**What you are asked to do**
Answer these from the article below on CIMA's misconduct case against Margaret May:
1. How much did CIMA spend pursuing the case?
2. Who is May's lawyer?
3. What two routes does May say she will pursue if necessary?

CIMA Spent £179,000 on May's Misconduct Case

Friday, November 11, 2011 Print Email

CIMA has spent £179,000 pursuing a misconduct case against former council member Margaret May.

May was reprimanded for misconduct and "failing to act with integrity and professionalism" and ordered to pay costs of £55,000 to CIMA.

May's total legal expenses came to £41,000, meaning May is liable for almost £100,000 in total. Her lawyer, Garrett Byrne said the average cost handed down for offences in CIMA misconduct cases is around £2,000.

May said she is "naturally very disappointed" about the verdict and will pursue her case through appeal and judicial review if necessary. Byrne said he will be representing her throughout.

She was originally accused of violating the code of ethics and misconduct. The first charge was found proved, while the misconduct charge was partially proved and partially thrown out.

**Extracted information**

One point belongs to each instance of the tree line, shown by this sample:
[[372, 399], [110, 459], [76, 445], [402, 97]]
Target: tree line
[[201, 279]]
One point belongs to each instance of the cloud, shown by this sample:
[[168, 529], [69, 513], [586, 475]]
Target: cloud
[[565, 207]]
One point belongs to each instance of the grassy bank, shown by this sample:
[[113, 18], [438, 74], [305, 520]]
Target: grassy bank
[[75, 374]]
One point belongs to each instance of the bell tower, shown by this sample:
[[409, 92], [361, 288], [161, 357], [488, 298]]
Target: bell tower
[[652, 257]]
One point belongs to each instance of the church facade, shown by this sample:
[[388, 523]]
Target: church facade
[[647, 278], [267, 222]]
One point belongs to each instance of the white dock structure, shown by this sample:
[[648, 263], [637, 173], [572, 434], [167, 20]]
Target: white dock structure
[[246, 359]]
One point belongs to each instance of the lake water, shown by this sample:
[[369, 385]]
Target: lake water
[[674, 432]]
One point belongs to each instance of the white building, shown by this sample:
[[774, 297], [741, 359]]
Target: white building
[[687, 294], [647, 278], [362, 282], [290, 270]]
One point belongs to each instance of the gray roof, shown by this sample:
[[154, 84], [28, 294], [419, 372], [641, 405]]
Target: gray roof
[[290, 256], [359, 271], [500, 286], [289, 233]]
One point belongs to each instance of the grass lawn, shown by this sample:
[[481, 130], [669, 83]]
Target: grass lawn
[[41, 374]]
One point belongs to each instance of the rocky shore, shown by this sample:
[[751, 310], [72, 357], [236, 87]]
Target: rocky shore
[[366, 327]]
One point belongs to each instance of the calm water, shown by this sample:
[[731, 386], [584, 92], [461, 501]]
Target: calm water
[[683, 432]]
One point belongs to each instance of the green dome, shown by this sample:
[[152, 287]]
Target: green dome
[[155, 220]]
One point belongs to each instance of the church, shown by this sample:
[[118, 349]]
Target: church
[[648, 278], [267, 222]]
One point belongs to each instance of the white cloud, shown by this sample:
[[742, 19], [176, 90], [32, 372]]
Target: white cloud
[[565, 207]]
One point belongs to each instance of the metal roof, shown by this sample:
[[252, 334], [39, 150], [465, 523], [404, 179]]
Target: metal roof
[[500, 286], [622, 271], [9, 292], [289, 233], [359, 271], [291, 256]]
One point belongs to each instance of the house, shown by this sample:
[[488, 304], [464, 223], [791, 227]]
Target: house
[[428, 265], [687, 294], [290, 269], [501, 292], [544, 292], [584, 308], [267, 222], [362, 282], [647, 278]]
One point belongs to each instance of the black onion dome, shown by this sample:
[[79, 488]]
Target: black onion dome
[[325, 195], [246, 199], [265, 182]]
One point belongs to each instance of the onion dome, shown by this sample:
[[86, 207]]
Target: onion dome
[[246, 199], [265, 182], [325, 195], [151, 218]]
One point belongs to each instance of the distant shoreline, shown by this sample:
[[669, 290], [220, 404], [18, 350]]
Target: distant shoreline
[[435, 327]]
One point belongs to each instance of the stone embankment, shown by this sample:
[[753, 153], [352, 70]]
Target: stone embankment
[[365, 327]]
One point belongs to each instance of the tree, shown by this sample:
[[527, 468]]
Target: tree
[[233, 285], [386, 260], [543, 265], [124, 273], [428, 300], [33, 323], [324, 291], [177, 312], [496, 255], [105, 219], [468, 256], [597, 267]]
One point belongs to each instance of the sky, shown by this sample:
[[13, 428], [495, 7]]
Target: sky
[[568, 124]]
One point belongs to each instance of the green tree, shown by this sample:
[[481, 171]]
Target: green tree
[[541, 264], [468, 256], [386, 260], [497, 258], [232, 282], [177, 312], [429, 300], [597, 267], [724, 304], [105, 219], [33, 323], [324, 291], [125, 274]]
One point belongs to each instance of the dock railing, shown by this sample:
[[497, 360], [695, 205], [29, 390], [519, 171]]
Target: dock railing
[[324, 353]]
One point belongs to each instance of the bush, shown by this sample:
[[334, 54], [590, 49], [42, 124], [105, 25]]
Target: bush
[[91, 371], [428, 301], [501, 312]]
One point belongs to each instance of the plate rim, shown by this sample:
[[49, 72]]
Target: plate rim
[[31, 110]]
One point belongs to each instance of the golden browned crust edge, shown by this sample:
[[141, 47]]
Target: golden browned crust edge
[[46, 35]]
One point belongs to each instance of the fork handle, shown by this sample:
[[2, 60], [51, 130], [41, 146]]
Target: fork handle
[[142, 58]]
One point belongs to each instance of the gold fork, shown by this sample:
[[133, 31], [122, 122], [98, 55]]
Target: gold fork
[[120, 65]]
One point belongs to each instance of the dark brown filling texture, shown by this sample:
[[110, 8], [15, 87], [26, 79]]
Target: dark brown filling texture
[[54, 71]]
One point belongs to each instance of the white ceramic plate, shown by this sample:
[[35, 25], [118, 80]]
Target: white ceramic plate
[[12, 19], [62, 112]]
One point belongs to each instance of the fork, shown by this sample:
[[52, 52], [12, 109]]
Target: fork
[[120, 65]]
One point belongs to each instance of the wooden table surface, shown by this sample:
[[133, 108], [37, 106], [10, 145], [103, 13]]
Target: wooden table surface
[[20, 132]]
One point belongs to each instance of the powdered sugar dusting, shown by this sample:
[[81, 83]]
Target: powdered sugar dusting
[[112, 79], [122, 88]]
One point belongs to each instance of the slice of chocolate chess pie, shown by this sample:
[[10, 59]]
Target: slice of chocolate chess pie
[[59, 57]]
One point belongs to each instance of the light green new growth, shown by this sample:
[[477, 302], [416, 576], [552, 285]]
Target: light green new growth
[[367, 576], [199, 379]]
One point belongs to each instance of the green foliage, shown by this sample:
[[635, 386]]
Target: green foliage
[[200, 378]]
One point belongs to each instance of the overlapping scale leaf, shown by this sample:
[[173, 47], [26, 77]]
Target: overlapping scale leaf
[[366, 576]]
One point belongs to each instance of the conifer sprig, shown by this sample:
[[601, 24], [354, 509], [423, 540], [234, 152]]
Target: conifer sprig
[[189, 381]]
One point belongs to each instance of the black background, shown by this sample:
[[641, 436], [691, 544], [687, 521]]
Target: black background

**Task output**
1. £179,000
2. Garrett Byrne
3. Appeal and judicial review